TASK STATEMENT: Quote the records below word for word, leaving out the pictures.

INPUT:
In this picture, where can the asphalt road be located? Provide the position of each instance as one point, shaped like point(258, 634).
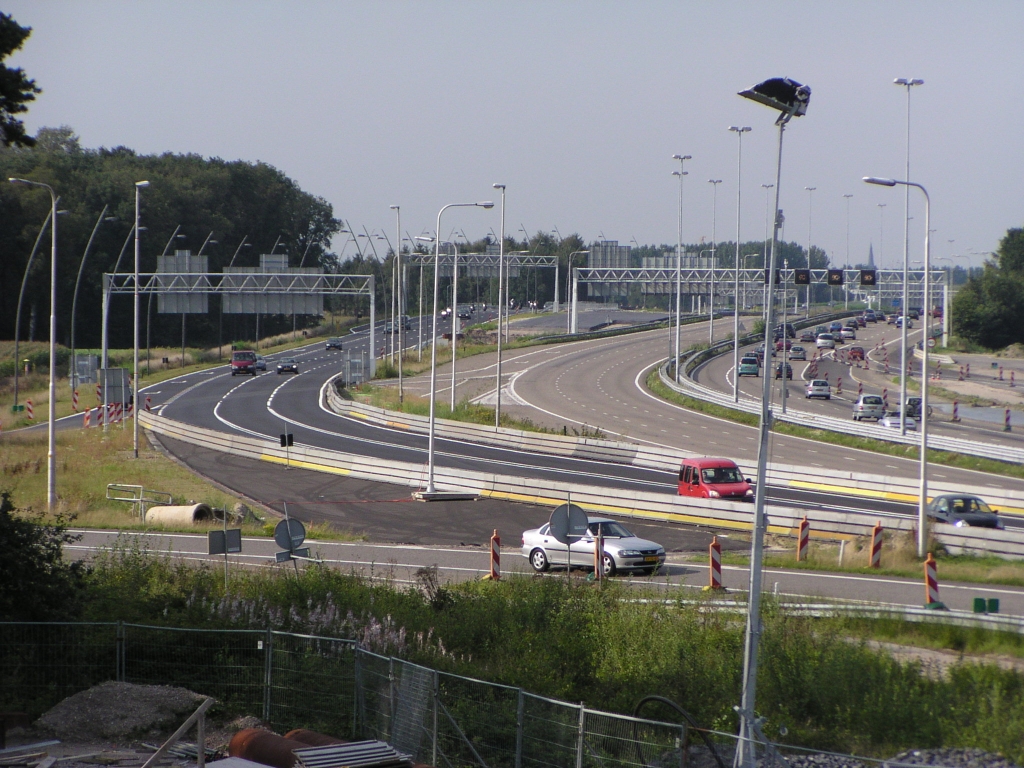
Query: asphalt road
point(399, 563)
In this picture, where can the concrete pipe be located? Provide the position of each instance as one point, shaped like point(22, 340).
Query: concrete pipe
point(184, 515)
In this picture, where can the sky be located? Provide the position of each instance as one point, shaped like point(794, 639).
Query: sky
point(577, 107)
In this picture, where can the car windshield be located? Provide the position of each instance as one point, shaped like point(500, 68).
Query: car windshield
point(721, 474)
point(610, 529)
point(969, 505)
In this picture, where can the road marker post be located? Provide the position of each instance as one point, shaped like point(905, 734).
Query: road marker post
point(714, 566)
point(496, 557)
point(803, 539)
point(877, 546)
point(932, 585)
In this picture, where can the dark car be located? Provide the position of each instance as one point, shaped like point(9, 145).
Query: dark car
point(962, 510)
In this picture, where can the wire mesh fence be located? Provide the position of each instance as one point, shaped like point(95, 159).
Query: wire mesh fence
point(333, 686)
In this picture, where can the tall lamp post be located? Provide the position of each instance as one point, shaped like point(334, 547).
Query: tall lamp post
point(74, 301)
point(401, 293)
point(739, 131)
point(714, 252)
point(501, 305)
point(923, 463)
point(679, 255)
point(810, 210)
point(791, 98)
point(51, 466)
point(430, 489)
point(134, 440)
point(907, 83)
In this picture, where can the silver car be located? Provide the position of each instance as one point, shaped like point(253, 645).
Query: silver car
point(623, 551)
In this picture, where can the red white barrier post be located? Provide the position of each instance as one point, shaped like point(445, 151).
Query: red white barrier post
point(496, 557)
point(714, 565)
point(932, 584)
point(877, 546)
point(803, 539)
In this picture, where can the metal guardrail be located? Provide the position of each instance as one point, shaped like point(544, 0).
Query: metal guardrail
point(625, 503)
point(691, 388)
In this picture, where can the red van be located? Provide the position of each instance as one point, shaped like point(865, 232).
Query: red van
point(714, 478)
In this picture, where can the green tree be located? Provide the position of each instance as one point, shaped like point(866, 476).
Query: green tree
point(15, 89)
point(36, 583)
point(989, 309)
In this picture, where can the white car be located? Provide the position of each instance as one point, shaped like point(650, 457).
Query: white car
point(623, 551)
point(891, 420)
point(818, 388)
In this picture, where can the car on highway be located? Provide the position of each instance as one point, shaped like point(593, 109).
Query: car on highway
point(749, 367)
point(818, 388)
point(623, 550)
point(714, 478)
point(243, 361)
point(961, 510)
point(288, 366)
point(913, 408)
point(891, 420)
point(868, 407)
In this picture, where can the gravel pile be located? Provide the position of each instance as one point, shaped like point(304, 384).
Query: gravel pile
point(115, 711)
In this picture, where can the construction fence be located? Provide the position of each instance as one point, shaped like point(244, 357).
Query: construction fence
point(334, 686)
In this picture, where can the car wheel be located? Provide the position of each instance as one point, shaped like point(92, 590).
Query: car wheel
point(607, 565)
point(539, 560)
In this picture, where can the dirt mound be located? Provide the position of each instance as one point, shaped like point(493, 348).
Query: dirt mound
point(119, 710)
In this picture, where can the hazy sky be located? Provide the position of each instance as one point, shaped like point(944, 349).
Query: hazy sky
point(577, 107)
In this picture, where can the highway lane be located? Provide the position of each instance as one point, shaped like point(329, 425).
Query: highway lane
point(399, 563)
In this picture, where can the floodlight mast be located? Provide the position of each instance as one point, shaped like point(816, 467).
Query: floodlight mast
point(791, 98)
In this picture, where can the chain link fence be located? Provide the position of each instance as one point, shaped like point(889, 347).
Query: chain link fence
point(334, 686)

TASK SOLUTION:
In this picture, where can the asphalt road be located? Provide the position of each instance as one point, shaped like point(258, 634).
Query: asphalt road
point(399, 563)
In this picture, where can the concrete pipe be located? Provide the position of each instance as one point, shaped like point(22, 340).
Query: concrete pipe
point(184, 515)
In this picture, where can the sky be located? Provide the position of each instance as one point, shaped like point(794, 639).
Query: sky
point(577, 107)
In this picture, where can the car windshield be located? Provide the position of each instance as one point, shaped like point(500, 68).
Query: car windshield
point(721, 474)
point(610, 529)
point(969, 505)
In this picture, where can the road marker post be located? Provide the position of each instance as one point, shaped like point(905, 734).
Query: road marker post
point(714, 566)
point(496, 557)
point(803, 539)
point(877, 546)
point(932, 585)
In this picture, where can the dark car be located? Provide the position of each instance as one point, shaped like point(9, 145).
Query: dark car
point(962, 510)
In this picture, where can the wire mesh fence be located? Provide the position of each instance as one point, shaped like point(95, 159).
Query: wire mesh fence
point(333, 686)
In this picture, where can the tall lamp post be located? Provide the position of each instance as one point, shaped like point(334, 547).
Query: tall lamp post
point(74, 301)
point(401, 293)
point(739, 131)
point(714, 252)
point(501, 305)
point(923, 463)
point(679, 255)
point(810, 210)
point(791, 98)
point(51, 466)
point(430, 489)
point(134, 440)
point(907, 83)
In this picture, where can the silver car be located? Provide the position of each instance as one point, shaped like point(253, 645).
Query: silver car
point(623, 551)
In this picture, where can the red white barrier post be located? Provide the position of each instance as one point, shaped like point(445, 151).
Query: red white barrier post
point(496, 557)
point(714, 565)
point(932, 584)
point(877, 546)
point(803, 539)
In this picture, where can the metal guardrail be located? Provide the position of each instance as one point, shaped like point(544, 0).
Query: metal guardrail
point(625, 503)
point(691, 388)
In this picture, where can the red van be located? Provide the position of each instance as one point, shaped like point(865, 232).
Query: red van
point(714, 478)
In this picture, where can the green tree be located? Provide the position of each instance as one point, shaped like point(866, 476).
Query: green tree
point(15, 89)
point(36, 583)
point(989, 309)
In this picture, where can the white car be located? Provide the position of each instance as one point, shaped like point(650, 457).
Query: white car
point(623, 551)
point(891, 420)
point(818, 388)
In this picture, where can the car on highway be located? Provide the position of each instance as one point, shaped like point(593, 109).
Query: car on highway
point(749, 367)
point(818, 388)
point(623, 550)
point(714, 478)
point(243, 361)
point(961, 510)
point(288, 366)
point(913, 408)
point(891, 420)
point(868, 407)
In this picture, where can the gravel pile be located? Provide the position of each instance as one point, shaped like point(304, 384).
Query: gravel pile
point(115, 711)
In this picture, where can the construction fence be located? Provide the position of each instance as one point, shaped like point(244, 357).
Query: construction fence
point(334, 686)
In this picture, where can the car wheel be located? Provide the position of each instance as one point, shaped like point(92, 590).
Query: car wheel
point(607, 565)
point(539, 560)
In this picture, where can the dirt mound be located? Provide the position of each instance as one point, shaped like point(493, 348).
Query: dirt mound
point(119, 710)
In this picture, where can the hazy sky be located? Provide the position of each instance as one point, shaped like point(944, 349).
Query: hazy sky
point(577, 107)
In this picture, where can the highway lane be located? Provide the position of each instance as one point, shaped like point(329, 425).
Query: highway lane
point(399, 563)
In this picture, where can the floodlight mast be located? Provide the position of each instance as one point, shaped like point(816, 467).
Query: floodlight mast
point(791, 98)
In this picture, where can the chain link fence be located? Provide the position of each instance as one point, shaped like point(889, 347).
Query: chain link fence
point(334, 686)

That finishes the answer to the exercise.